**WHAT YOU ARE ASKED TO DO**
Substitute "most central" for "innermost" everywhere it occurs in the rows below, and reproduce the rows with no other change.

────────────────────────────────────────

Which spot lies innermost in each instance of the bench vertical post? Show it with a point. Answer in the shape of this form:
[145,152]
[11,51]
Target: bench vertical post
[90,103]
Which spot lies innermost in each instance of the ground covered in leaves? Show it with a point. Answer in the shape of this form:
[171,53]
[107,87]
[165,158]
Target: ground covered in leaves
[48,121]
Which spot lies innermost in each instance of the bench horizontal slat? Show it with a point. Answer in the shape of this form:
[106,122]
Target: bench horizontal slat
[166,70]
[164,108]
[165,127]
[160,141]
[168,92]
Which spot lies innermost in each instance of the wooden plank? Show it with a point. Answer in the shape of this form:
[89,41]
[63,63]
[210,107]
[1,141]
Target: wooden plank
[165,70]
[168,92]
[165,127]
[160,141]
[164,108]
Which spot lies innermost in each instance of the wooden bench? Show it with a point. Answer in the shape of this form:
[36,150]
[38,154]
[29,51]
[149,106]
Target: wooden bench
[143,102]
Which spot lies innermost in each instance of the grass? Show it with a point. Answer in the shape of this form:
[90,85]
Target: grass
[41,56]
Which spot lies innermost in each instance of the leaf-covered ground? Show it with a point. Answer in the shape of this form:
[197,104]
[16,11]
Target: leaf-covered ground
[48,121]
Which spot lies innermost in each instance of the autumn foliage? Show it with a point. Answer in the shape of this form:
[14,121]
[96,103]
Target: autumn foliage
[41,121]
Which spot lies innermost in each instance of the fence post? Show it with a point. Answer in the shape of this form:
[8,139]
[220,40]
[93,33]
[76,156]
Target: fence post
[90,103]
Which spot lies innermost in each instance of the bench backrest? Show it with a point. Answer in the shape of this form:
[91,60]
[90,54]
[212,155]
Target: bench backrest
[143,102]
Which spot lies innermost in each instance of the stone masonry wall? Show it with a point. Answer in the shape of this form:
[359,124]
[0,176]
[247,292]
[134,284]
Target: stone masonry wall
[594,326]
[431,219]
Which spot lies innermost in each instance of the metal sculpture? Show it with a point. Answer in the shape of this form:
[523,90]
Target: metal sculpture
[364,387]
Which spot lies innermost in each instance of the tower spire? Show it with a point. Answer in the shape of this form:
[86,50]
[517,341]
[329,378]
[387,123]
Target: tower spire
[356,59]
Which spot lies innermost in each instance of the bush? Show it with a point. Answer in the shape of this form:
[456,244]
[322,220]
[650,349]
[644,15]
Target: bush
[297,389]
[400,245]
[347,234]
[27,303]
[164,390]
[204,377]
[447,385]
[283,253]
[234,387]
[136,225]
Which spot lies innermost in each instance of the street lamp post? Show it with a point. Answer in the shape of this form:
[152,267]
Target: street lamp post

────────────────────────────────────────

**THE COMPLETED TASK**
Which spot lies most central in each instance of the bench vertical post? Show it with a point. Answer in the shape of this form:
[145,152]
[11,51]
Target: bench vertical post
[90,103]
Which spot lies most central in each instance of the ground covered in leaves? Show it with a point. Answer in the shape of this form:
[171,53]
[107,87]
[165,158]
Target: ground covered in leaves
[48,121]
Which spot lies most central in each instance of the bench horizontal slat? Show it with a point. Answer in the shape of this form:
[106,122]
Target: bench horizontal slat
[166,70]
[164,108]
[165,127]
[160,141]
[168,92]
Which spot lies most central in each instance of the wooden plank? Show it with a point. Answer in the shape of this form:
[89,41]
[63,63]
[210,107]
[1,141]
Target: wooden plank
[165,70]
[168,92]
[165,127]
[160,141]
[164,108]
Which spot lies most central in each instance of the wooden bench? Show it with a point. Answer in the shape of this form:
[36,150]
[38,154]
[29,51]
[149,106]
Target: wooden bench
[143,102]
Which spot lies most central in each instance of the grass? Show it with a point. Answer in the shape of this form:
[90,85]
Target: grass
[41,56]
Which spot lies most central in each instance of the leaf-covered ground? Show it with a point. Answer in the shape of this form:
[197,104]
[16,11]
Target: leaf-covered ground
[48,121]
Which spot lies most central in each instance of the autumn foliage? Show it with a point. Answer in the shape of this form:
[14,121]
[96,103]
Target: autumn foliage
[41,121]
Which spot lies most central in each instance of the fence post? Show it with a point. Answer in the shape of this form:
[8,139]
[220,40]
[93,33]
[76,156]
Target: fence post
[90,103]
Which spot lies most central in each instance of the bench backrest? Show it with a point. Answer in the shape of this form:
[91,60]
[90,54]
[212,155]
Target: bench backrest
[143,102]
Which spot lies most central in each instance of the stone masonry wall? Show it with a point. Answer in the shape of this form:
[359,124]
[0,176]
[247,292]
[134,284]
Target: stone masonry wall
[594,326]
[431,219]
Which spot lies most central in each instance of the metal sculpture? Show it with a point. Answer in the shape of this form:
[523,90]
Target: metal sculpture
[364,387]
Which spot lies most central in each instance of the tower spire? Show it with a point. Answer in the shape of this form:
[86,50]
[517,341]
[329,378]
[387,123]
Target: tower spire
[356,59]
Which spot lies most central in each instance of the bush? Show it with a point. Answer in the shape of this form:
[456,244]
[322,220]
[650,349]
[644,15]
Target: bush
[297,389]
[400,245]
[347,234]
[27,303]
[164,390]
[204,377]
[447,385]
[283,253]
[234,387]
[136,225]
Which spot lies most central in each instance of the street lamp post? Show it with a point. Answer in the shape of this form:
[152,267]
Target: street lamp post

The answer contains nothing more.